• Problem to work on
Count the lines in the rows below that contain the string "black" and reply with that number alone.

• Data for the task
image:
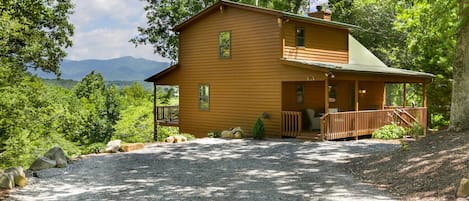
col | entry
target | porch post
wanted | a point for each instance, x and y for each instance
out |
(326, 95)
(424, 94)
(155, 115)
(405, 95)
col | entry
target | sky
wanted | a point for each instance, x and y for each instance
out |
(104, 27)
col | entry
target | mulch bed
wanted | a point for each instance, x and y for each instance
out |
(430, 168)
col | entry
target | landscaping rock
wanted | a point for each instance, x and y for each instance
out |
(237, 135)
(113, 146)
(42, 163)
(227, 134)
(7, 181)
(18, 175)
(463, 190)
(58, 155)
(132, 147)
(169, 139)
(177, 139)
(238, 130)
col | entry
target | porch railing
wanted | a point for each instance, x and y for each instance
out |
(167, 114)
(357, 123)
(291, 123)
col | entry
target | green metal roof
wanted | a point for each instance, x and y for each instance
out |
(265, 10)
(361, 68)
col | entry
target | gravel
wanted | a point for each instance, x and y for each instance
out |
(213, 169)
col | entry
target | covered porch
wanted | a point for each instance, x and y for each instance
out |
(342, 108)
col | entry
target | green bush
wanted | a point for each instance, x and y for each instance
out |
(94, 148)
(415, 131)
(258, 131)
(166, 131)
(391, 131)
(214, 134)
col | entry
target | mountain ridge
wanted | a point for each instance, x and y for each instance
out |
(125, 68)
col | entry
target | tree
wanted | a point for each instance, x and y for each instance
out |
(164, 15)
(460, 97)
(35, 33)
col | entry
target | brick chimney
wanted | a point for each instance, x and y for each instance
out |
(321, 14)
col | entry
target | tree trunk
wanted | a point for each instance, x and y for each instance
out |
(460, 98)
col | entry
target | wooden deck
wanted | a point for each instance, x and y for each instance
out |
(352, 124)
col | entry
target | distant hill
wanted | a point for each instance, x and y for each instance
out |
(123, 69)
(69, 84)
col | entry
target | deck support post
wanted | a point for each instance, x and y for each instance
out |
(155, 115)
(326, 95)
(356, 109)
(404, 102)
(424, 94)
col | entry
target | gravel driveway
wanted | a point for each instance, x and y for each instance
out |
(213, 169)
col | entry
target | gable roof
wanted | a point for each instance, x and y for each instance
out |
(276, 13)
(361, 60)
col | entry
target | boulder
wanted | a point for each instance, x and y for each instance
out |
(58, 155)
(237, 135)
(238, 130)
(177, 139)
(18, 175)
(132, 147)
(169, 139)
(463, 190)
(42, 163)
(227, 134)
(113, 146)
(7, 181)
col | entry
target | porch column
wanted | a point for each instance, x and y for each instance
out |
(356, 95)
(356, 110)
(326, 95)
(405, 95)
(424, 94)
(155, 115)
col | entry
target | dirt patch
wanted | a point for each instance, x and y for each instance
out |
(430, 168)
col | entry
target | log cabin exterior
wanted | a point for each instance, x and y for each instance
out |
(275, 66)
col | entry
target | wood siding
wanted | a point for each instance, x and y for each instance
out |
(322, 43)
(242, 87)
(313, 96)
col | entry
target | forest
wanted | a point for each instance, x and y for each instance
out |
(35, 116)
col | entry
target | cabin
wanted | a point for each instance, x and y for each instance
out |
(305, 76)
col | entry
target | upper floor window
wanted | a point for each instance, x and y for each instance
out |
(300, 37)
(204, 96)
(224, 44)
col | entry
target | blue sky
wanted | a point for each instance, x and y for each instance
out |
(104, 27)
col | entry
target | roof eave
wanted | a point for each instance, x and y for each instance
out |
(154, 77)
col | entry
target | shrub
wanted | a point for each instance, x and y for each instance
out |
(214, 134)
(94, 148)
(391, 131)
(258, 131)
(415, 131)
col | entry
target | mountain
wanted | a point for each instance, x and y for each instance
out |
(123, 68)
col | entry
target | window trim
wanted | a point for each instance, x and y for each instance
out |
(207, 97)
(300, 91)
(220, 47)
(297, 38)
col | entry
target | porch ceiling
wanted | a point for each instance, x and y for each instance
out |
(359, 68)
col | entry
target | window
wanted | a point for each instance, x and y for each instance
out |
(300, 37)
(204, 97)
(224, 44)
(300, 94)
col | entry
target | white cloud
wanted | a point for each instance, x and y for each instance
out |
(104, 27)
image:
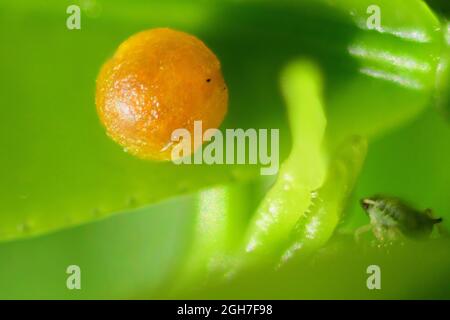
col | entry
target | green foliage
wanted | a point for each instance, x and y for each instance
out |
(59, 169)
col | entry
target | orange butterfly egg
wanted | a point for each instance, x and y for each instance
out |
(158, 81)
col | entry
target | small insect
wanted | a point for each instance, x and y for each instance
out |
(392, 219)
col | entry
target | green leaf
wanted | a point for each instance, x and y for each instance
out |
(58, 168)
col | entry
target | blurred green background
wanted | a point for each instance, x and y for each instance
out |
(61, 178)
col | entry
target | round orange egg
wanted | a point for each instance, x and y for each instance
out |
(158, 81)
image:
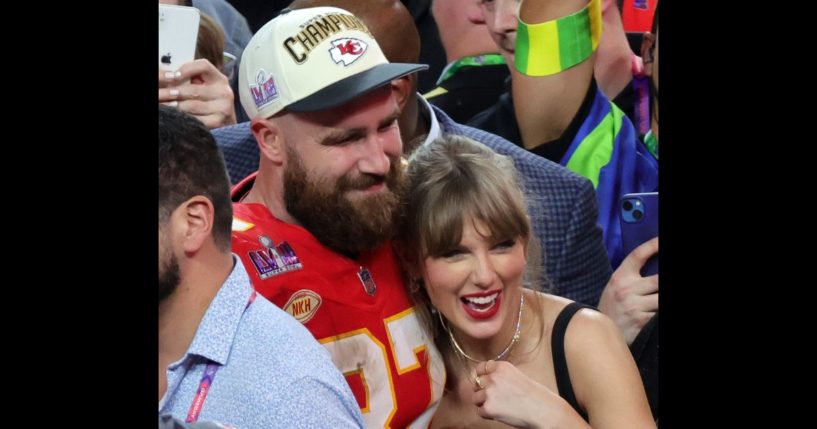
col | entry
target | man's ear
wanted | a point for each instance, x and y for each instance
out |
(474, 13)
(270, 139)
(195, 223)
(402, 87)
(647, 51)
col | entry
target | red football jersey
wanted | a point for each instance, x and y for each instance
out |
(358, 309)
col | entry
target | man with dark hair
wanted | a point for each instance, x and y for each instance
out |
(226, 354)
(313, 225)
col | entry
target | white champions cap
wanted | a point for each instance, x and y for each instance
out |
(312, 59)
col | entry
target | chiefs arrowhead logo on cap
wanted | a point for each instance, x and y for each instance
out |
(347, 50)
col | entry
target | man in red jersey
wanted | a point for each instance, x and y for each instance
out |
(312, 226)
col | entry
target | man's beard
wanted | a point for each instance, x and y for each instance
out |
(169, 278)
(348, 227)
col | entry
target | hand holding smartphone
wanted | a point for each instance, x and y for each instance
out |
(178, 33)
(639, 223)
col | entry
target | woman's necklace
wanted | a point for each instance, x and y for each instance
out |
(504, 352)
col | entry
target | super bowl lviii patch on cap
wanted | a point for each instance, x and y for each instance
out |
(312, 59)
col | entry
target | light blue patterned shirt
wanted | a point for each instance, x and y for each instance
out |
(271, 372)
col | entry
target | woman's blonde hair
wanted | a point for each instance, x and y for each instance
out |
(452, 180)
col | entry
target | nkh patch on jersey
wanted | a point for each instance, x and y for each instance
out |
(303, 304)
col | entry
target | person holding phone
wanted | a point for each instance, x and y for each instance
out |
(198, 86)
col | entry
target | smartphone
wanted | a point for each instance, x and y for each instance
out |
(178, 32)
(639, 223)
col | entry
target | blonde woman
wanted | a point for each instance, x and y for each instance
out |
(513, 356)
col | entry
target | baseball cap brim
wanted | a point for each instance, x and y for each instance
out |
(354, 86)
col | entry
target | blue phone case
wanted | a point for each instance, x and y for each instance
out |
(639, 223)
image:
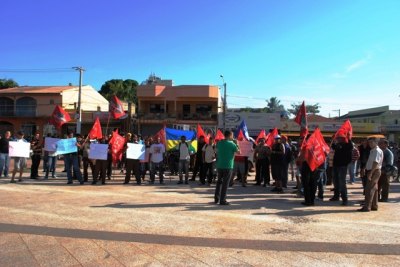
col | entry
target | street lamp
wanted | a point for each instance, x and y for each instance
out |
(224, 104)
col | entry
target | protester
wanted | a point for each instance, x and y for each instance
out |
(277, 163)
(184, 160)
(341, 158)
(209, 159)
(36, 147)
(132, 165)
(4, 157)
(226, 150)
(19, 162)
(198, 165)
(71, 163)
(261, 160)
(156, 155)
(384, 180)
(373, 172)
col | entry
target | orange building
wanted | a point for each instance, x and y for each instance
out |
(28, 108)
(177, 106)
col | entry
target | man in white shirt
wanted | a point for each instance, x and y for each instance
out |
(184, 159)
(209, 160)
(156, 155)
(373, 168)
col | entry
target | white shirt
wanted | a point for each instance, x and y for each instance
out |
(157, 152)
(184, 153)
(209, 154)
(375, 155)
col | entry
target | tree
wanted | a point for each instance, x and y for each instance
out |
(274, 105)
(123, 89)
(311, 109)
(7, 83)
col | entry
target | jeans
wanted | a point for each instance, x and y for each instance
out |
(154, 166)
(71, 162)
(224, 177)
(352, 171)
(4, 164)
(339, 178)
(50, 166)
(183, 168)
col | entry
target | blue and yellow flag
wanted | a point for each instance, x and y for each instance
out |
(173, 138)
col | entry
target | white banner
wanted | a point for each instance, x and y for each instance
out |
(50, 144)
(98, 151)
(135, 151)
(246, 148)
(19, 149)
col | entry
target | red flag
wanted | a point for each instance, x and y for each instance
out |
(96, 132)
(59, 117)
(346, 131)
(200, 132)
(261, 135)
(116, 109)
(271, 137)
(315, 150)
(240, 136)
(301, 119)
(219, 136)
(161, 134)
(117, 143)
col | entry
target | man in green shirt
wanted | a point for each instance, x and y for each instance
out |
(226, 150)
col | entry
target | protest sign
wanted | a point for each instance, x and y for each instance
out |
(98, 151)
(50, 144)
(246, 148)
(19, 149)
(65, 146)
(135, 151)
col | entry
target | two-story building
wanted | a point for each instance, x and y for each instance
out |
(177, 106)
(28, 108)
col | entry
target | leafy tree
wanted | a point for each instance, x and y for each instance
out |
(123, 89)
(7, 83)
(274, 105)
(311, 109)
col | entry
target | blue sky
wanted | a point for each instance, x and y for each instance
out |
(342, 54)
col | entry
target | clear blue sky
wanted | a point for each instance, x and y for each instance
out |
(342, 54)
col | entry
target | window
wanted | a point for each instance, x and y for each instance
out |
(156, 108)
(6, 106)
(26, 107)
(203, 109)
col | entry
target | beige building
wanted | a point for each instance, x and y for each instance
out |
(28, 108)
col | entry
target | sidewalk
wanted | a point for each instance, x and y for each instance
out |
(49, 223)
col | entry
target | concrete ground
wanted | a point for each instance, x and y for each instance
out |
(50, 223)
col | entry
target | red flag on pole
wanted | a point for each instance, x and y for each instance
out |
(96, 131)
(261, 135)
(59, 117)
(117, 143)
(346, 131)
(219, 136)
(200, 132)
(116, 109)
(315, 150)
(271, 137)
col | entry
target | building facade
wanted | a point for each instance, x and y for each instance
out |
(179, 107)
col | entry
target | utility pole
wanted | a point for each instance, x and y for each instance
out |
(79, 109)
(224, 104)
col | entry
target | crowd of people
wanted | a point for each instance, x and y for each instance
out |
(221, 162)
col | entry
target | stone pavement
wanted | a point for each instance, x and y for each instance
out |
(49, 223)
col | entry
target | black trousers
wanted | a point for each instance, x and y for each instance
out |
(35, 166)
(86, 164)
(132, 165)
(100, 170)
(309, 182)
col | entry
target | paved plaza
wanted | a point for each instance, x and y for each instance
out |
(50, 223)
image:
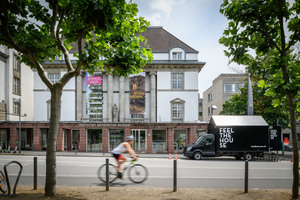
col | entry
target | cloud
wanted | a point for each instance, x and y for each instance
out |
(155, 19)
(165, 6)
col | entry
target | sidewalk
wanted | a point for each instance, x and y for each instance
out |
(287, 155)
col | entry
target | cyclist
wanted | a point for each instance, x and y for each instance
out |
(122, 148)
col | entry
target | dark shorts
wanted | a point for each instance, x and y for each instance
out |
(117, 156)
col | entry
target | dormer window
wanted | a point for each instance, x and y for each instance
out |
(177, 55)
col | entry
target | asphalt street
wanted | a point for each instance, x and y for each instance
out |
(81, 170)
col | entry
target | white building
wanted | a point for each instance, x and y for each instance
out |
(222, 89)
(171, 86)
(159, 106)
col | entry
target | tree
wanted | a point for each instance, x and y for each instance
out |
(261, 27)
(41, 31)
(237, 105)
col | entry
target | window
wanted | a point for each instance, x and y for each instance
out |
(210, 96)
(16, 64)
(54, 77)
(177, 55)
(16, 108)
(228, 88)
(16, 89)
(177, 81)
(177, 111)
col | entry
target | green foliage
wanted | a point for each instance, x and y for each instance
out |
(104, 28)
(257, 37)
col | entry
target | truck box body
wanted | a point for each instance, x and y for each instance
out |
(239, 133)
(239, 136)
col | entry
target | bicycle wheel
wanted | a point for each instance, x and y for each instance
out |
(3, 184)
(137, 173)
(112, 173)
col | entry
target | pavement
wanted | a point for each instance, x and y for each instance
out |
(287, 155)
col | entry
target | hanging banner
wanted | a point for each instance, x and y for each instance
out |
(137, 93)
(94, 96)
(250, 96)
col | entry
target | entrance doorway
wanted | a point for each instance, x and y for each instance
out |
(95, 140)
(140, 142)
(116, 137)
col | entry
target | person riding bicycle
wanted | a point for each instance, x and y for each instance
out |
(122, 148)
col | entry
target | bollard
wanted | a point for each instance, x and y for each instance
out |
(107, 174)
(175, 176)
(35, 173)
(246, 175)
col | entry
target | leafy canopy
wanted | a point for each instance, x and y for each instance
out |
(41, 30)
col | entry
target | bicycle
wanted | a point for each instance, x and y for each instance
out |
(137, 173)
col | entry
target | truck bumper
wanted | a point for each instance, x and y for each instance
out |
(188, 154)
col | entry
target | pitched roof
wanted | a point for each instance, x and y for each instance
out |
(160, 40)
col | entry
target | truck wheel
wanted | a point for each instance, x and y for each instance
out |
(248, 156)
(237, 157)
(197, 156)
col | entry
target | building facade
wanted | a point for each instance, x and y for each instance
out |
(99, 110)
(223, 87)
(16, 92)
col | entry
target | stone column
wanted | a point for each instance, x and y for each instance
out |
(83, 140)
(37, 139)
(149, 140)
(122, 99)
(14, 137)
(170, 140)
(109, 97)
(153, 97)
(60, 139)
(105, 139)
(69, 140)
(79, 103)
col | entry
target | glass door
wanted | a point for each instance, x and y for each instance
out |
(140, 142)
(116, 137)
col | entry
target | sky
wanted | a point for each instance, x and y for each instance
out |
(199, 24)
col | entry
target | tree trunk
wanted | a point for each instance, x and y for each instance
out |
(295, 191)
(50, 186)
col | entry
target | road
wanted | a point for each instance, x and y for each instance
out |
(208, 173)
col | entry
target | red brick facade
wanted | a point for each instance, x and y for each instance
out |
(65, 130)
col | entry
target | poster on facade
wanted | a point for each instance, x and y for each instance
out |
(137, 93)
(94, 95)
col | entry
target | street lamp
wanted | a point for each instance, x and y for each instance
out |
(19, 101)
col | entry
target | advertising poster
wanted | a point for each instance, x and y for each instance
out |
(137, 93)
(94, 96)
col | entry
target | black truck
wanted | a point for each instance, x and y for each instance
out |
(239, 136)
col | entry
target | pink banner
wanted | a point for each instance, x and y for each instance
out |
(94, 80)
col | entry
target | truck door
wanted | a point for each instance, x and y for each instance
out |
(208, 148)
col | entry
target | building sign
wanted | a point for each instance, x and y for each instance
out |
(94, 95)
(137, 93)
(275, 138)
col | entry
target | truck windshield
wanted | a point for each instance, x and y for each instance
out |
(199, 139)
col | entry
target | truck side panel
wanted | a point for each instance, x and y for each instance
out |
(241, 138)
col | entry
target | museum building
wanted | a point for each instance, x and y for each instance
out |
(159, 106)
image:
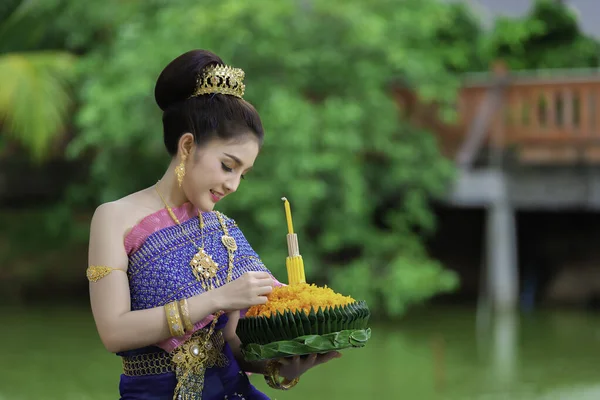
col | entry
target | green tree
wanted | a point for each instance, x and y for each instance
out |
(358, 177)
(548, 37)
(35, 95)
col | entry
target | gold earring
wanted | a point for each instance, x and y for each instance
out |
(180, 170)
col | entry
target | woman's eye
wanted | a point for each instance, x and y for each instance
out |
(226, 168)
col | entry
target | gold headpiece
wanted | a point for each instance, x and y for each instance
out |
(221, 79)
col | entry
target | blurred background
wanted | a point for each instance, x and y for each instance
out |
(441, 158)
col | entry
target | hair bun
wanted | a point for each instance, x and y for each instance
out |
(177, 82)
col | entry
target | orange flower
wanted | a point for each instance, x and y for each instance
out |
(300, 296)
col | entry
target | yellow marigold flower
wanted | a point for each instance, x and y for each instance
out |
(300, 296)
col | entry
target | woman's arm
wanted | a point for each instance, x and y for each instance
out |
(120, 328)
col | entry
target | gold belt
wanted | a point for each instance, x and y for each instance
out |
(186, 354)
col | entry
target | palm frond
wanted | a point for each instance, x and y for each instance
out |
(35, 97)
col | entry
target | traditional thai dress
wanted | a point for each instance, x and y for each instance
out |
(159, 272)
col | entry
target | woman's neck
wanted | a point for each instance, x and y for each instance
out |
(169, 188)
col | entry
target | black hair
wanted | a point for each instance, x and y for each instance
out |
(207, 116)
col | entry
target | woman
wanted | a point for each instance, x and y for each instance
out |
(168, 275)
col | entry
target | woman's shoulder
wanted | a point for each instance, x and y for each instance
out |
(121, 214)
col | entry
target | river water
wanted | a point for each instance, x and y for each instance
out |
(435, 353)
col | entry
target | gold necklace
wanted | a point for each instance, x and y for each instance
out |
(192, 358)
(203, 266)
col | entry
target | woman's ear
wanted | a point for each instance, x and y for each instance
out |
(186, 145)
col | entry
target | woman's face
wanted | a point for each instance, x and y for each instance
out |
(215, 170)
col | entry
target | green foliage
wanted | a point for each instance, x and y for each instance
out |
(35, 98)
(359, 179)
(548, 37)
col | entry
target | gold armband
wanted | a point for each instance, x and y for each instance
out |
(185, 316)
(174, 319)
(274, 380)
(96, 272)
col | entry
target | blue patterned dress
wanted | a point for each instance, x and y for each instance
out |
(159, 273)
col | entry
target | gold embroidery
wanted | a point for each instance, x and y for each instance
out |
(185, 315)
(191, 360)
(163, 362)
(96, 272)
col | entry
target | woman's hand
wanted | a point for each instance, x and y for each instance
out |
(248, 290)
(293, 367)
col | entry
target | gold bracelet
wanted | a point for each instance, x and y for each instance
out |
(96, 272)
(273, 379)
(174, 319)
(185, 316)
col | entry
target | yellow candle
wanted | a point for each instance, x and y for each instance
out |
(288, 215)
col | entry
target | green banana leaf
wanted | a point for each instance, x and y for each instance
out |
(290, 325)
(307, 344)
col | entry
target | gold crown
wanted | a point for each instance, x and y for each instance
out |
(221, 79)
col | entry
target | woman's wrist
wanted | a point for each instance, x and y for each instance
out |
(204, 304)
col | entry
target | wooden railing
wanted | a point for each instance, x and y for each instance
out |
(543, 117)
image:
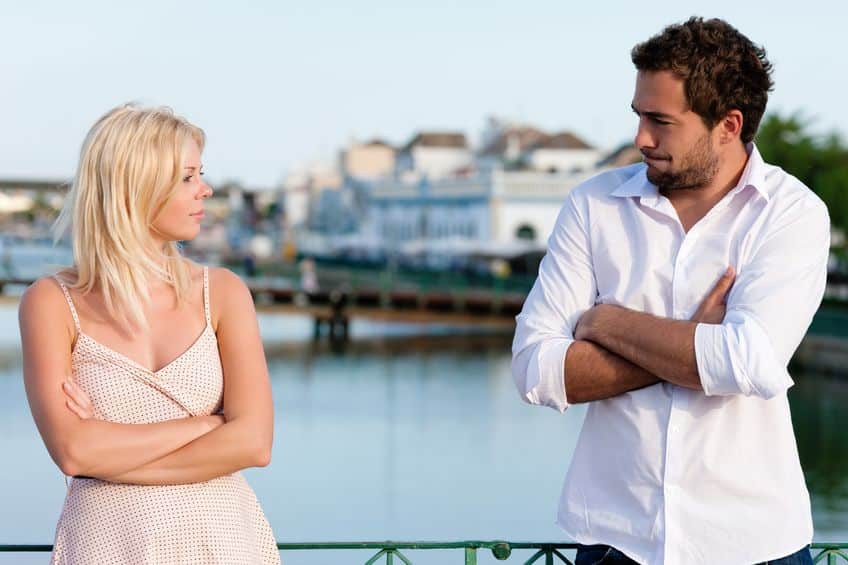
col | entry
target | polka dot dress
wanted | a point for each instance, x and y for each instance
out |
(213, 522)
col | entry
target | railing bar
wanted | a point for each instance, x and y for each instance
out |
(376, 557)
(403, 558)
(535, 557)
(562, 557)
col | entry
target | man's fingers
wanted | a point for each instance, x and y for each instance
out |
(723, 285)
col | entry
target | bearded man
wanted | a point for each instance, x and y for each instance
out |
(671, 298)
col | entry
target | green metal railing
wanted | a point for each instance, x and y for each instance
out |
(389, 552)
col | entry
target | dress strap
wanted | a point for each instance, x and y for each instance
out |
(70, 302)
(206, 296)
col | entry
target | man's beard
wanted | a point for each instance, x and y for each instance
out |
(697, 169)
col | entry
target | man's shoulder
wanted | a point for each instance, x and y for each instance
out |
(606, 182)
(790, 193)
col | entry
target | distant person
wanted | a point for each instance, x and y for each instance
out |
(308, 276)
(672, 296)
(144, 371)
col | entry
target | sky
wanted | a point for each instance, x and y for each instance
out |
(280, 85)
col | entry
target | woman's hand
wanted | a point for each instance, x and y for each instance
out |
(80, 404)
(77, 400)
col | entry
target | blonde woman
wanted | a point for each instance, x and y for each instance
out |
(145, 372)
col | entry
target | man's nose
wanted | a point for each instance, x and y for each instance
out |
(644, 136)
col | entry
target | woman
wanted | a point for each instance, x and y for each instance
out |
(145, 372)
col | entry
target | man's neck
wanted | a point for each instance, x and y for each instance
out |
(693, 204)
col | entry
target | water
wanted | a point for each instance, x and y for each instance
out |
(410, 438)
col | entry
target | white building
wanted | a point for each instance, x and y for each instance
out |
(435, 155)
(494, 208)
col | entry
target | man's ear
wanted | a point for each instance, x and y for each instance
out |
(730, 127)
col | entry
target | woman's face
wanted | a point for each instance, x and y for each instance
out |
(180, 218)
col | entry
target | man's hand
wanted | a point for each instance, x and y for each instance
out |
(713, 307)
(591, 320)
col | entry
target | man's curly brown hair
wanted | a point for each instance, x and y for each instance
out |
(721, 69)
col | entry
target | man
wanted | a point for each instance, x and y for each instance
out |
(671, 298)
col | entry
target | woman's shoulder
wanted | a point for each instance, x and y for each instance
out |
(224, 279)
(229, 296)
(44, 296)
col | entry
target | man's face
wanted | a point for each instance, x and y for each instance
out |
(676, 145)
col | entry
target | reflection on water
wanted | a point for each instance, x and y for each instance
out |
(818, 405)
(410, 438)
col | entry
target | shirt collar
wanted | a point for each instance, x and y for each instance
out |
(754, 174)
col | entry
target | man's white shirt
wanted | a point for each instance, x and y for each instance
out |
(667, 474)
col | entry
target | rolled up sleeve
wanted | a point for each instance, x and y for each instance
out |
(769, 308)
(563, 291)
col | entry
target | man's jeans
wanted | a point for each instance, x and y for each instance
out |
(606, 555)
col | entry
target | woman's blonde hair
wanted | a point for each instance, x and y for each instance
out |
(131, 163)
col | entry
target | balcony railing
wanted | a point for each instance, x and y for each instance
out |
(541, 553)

• Result of the task
3